# [Your objective]
Swap "giraffe's ear" for "giraffe's eye" in the lines between the one holding "point_to marks one point per instance of the giraffe's ear" and the one holding "column 723, row 79", inclusive, and give back only those lines with nothing else changed.
-- Records for the exercise start --
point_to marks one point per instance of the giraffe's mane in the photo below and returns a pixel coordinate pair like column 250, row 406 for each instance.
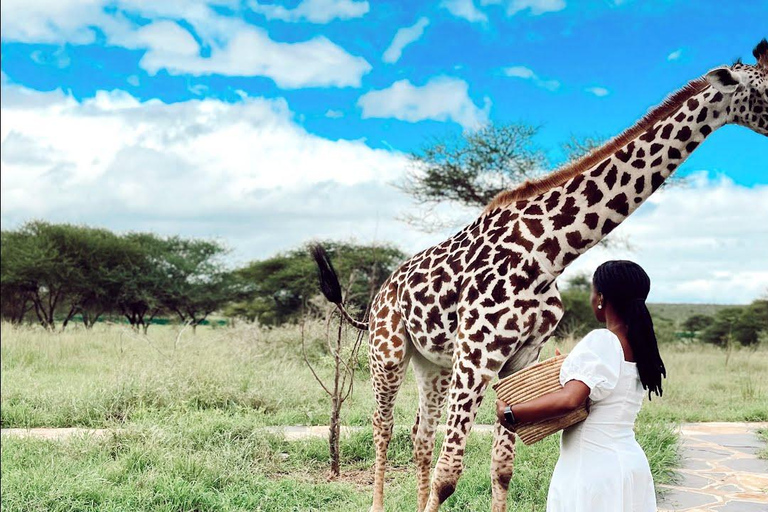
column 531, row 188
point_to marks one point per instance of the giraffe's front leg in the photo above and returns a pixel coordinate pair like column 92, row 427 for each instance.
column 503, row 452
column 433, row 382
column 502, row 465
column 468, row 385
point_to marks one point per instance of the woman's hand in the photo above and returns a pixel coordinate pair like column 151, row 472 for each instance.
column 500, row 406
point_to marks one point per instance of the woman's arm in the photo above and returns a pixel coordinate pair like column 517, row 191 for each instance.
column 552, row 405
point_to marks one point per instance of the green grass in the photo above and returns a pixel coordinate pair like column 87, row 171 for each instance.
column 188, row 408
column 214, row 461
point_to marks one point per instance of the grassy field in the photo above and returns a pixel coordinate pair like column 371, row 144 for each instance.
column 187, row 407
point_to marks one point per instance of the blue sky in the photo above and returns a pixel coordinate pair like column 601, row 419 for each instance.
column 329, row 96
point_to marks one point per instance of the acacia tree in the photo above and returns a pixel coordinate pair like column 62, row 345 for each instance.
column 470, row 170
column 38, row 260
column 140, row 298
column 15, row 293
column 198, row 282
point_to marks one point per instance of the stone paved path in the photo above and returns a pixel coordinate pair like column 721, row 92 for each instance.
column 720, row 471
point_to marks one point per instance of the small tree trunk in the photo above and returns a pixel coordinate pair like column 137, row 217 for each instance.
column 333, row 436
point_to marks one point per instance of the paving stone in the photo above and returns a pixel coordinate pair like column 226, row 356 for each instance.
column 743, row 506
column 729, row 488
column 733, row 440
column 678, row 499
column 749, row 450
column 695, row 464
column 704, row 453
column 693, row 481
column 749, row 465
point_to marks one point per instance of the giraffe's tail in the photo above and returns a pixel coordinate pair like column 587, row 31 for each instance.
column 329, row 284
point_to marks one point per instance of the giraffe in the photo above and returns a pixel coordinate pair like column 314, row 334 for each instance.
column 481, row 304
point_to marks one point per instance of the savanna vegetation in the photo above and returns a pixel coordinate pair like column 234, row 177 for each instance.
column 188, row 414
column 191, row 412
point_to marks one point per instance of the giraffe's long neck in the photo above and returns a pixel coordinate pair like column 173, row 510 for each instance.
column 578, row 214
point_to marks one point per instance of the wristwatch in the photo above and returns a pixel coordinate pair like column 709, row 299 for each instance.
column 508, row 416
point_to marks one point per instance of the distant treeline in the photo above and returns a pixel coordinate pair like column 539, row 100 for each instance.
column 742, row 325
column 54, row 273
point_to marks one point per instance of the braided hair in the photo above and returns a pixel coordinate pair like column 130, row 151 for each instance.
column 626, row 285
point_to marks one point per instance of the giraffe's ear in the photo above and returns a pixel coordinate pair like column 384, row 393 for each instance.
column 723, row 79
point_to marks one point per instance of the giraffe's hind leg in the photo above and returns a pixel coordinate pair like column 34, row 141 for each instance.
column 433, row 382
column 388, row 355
-- Records for the exercise end --
-- Records for the exercise start --
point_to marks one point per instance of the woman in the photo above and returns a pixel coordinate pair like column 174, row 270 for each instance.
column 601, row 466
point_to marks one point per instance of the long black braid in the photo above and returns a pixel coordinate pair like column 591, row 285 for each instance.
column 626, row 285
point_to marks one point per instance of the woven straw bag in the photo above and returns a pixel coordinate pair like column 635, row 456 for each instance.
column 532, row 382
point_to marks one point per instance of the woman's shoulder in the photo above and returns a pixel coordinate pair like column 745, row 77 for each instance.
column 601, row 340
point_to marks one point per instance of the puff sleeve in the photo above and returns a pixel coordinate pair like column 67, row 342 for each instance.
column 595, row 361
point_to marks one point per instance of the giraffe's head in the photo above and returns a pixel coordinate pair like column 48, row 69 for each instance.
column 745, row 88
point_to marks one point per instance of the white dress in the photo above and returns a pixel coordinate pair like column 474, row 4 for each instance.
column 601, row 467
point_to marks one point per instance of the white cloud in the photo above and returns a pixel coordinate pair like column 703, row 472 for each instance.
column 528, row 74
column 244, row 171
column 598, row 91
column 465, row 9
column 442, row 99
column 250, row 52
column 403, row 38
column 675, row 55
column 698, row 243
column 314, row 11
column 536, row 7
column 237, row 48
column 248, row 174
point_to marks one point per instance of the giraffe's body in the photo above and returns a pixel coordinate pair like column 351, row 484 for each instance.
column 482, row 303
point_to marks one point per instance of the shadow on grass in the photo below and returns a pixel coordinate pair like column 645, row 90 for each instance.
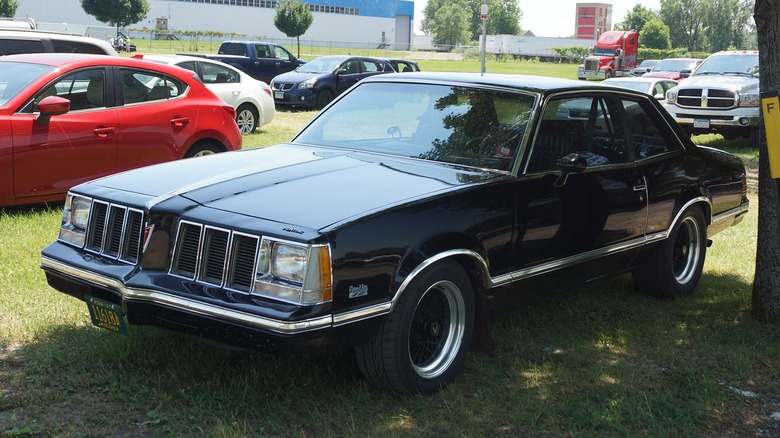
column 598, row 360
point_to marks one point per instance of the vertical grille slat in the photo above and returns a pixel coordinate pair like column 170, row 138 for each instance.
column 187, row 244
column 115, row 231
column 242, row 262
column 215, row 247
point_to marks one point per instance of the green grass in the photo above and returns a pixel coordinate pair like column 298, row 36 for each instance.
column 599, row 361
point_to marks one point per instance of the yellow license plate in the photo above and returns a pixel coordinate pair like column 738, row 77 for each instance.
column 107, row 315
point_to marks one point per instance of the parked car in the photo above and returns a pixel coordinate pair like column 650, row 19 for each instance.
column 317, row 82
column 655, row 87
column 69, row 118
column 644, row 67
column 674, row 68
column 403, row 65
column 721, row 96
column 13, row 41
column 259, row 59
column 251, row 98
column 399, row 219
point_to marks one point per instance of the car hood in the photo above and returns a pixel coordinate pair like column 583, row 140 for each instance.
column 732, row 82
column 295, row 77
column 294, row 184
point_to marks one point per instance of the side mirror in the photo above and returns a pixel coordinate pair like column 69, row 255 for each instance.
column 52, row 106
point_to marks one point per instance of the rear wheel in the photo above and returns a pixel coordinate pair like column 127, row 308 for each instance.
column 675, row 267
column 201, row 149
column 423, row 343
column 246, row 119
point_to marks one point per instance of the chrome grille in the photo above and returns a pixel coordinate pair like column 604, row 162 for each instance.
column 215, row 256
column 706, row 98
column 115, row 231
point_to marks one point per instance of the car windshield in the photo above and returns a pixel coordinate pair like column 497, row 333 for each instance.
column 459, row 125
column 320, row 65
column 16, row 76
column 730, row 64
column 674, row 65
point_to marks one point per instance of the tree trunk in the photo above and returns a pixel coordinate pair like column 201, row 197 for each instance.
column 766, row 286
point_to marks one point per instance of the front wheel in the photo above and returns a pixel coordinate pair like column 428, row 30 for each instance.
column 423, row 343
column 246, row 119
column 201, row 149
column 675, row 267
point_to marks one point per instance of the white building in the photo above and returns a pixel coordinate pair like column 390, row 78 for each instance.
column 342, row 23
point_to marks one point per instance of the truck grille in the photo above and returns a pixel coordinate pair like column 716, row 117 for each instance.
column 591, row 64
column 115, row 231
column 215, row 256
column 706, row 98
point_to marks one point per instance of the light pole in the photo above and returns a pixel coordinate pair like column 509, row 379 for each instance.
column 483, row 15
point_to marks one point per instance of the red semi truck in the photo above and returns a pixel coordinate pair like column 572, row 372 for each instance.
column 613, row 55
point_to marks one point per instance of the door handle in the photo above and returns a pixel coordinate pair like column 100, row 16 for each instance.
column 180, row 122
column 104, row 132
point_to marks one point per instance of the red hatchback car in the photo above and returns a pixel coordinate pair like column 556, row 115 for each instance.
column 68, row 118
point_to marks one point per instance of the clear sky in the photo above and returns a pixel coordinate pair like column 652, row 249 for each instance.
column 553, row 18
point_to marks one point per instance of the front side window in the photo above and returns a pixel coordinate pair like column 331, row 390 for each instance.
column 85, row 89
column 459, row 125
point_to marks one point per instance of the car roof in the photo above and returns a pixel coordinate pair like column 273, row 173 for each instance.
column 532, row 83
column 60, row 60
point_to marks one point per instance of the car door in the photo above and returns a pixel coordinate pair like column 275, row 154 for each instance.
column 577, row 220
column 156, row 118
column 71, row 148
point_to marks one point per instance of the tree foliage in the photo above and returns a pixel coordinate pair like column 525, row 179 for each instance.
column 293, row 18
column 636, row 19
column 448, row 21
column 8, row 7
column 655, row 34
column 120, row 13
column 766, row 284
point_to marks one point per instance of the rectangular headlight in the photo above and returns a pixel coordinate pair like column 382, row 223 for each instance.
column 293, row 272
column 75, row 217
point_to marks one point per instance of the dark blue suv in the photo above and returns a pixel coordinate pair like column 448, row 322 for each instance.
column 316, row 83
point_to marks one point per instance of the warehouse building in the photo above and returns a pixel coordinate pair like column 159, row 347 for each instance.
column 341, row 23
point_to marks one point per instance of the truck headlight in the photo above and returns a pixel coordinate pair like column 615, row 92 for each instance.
-- Records for the exercise end --
# [Answer to the task]
point_to marks one point per instance of the giraffe's eye in the photo above and returns a pixel coordinate pair like column 384, row 393 for each instance.
column 723, row 79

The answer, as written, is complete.